Work request: Repeat precisely, and only, the lines between the line containing "Where in the photo above can the chrome frame" and the end of the listing below, both ends included.

********

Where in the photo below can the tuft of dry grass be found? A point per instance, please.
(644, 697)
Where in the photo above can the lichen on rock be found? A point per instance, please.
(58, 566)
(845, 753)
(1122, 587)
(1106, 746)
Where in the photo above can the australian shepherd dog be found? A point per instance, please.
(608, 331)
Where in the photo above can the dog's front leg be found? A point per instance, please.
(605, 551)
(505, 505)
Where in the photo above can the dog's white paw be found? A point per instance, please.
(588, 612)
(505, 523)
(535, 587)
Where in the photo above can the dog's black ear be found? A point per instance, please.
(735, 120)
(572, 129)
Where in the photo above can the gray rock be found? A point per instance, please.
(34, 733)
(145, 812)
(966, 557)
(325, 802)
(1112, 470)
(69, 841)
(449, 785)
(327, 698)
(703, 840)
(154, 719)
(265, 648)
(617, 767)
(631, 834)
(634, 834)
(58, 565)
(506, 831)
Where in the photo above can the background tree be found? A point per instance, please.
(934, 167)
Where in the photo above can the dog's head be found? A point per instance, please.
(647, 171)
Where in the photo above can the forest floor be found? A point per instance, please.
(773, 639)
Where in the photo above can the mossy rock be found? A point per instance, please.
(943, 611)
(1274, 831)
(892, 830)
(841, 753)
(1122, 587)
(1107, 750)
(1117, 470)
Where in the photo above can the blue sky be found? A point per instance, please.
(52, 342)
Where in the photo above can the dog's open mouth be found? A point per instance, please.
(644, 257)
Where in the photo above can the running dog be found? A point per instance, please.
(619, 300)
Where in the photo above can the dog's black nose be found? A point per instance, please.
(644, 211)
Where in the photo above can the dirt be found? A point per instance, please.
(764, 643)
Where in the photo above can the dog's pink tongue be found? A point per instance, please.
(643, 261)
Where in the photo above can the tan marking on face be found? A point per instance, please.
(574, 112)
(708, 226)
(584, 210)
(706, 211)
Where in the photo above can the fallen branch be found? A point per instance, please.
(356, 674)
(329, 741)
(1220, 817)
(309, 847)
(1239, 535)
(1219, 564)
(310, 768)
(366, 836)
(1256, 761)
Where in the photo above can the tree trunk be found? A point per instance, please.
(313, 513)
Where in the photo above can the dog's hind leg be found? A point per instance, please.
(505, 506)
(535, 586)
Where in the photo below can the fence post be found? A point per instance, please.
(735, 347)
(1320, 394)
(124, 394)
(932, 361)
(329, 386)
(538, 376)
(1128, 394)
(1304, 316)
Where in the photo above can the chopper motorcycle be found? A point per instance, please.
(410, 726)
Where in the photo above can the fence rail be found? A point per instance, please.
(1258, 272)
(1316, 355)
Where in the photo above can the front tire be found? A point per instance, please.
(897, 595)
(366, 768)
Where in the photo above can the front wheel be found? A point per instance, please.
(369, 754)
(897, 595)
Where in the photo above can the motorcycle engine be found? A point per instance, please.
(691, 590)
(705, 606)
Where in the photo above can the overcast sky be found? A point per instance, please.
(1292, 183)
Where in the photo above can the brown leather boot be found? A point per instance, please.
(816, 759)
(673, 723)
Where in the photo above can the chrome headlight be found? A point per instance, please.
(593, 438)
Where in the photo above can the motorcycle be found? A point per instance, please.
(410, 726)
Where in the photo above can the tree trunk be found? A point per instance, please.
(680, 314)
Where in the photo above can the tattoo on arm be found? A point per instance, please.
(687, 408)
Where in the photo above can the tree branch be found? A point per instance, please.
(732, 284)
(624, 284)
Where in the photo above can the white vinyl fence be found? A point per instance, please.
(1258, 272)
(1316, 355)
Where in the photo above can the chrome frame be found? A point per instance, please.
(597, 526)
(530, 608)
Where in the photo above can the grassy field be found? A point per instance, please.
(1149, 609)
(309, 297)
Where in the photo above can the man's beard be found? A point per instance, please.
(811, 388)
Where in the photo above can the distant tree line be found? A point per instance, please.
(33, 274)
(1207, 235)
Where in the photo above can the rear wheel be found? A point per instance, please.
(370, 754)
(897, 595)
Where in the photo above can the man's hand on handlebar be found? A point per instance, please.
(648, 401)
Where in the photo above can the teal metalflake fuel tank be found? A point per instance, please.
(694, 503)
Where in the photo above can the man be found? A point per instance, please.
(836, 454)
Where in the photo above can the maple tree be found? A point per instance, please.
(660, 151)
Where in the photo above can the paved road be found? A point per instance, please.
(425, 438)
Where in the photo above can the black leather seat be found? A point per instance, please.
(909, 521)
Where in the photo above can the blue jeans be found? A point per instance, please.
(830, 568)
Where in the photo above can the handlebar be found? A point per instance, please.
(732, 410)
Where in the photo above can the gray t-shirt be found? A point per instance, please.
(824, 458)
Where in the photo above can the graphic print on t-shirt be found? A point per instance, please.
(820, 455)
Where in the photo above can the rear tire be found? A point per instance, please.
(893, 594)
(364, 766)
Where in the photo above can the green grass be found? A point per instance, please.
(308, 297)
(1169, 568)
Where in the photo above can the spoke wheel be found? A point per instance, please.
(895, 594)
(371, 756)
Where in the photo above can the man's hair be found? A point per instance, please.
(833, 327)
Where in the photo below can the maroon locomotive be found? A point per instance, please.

********

Exercise solution:
Where in the photo above can the chrome frame be found? A point per instance, please.
(597, 526)
(530, 608)
Where in the photo above can the grassy field be found? A point per instance, please.
(1149, 609)
(309, 297)
Where in the photo above can the man's beard be found? A point per instance, please.
(811, 388)
Where in the photo above can the distant tree line be found? A point per instance, please.
(33, 274)
(1207, 235)
Where in the photo above can the rear wheel be found? A point per instance, please.
(370, 754)
(897, 595)
Where in the photo above can the man's hand on handlebar be found? A point per instance, please.
(648, 401)
Where in the photo above can the teal metalflake fuel tank be found? A point per instance, please.
(694, 503)
Where in the photo above can the man be found? A point per instance, please.
(836, 454)
Where in the photo above can the maple tree be found? A point per instance, please.
(660, 151)
Where in the photo above can the paved road be found? A point per instance, please.
(425, 438)
Where in the photo above can the black leather seat be found? A point per instance, please.
(909, 521)
Where in the photo above can the blue jeans be found? A point per instance, please.
(830, 568)
Where in the photo above can the handlebar be found? A point per instance, please.
(732, 410)
Where in the photo above can the gray t-shirt be found? A point per instance, please.
(824, 458)
Where in the photo above can the graphic print on t-shirt be found? A point per instance, please.
(820, 455)
Where in the photo above can the rear tire be found? A point per instance, please.
(893, 594)
(364, 766)
Where in the photo above can the green grass be found? A point per instance, please.
(308, 297)
(1169, 568)
Where in the photo above can the spoke wheel be found? A point per instance, please.
(895, 594)
(371, 756)
Where in the photo above can the man's hair be found? A point per instance, please.
(833, 327)
Where in the photo below can the maroon locomotive be found? A point per instance, please.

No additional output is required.